New pilot and family

troopernflight

Well-Known Member
I recently started flying professionally for the first time. I'm 34 years old and I have been a police officer for 9 years. My wife and I decided that it would be best for her to stay at home rather than work, for we have a 1 year old. This is what she really wanted. I can't afford to support our family on a police officer salary. So I am flying on the side (about 6 days a month) and this usually involves overnights and being away from home. When I returned from a 4 day trip tonight, she expressed some concerns that she really missed me while I was gone and was having a hard time dealing with me being away. I explained to her that we needed the money and that if I was ever to fly full time I would have to build a lot of time. She has been so supportive of this from day 1 starting 4 years ago. Now these emotions are coming out. Is this something I need to be concerned about? Have any of you guys started this profession late in life and had similar issues? I love flying so much and I don't want to run into problems. My wife comes first in this world before anything, but I would be devastated if I couldn't fly. The only time I get out of the bed at 4am and have a hop in my step is when I have a trip to wake up for. Police work has really ate away at me. If I have to complete my 25 years and keep flying on the side, then so be it. I just wanted to see if anyone can shed some light on this, who has dealt with similar emotions from their significant other. Thanks.
 
Try sending the Mrs. over to Kristie's sister site, jetgirls.net She'll find a lot of other wives in the same (or at least similar) situations.

Personally, I have a really hard time fully sympathizing with pilot's wives who cry and whine about their husbands being gone all the time... Maybe it's because I lived "the life" myself for so long, or I'm entirely too self-centered and independent, but I actually NEED the alone time that a husband being on the road like that brings. I use the time to watch shows/movies that he wouldn't want to watch, to listen to music and indulge in hobbies like reading that are best done solo.

To each their own, and I know a LOT of pilot's wives have "issues" with the being-gone thing, but I recommend reminding her of the opportunity to do things you don't want to while you're gone!
 
When I returned from a 4 day trip tonight, she expressed some concerns that she really missed me while I was gone and was having a hard time dealing with me being away. .

If military families can deal with their spouses being gone for 1 year or more at a time, she should be able to deal with less than a week. The difference is that it's likely new for her, but it's not impossible to accomplish.
 
My non-flying job had me away from home more than an airline gig ever would, 6 days/week for months at a time. And that was a white collar office desk job.

It isn't easy being away.
 
My non-flying job had me away from home more than an airline gig ever would, 6 days/week for months at a time. And that was a white collar office desk job.

-- -- --

Goal A »
According to the forum thread about the new pilot, about how many days a month does he fly on the side?
The forum thread and the records are unrelated material.

-- -- --

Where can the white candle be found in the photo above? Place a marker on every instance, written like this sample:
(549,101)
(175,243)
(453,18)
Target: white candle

-- -- --

Goal B »
Rewrite the records, replacing "white candle" with "red candle" and leaving everything else unchanged.

Worked solution A »
About 6 days a month.

Worked solution B »
Where can the red candle be found in the photo above? Place a marker on every instance, written like this sample:
(549,101)
(175,243)
(453,18)
Target: red candle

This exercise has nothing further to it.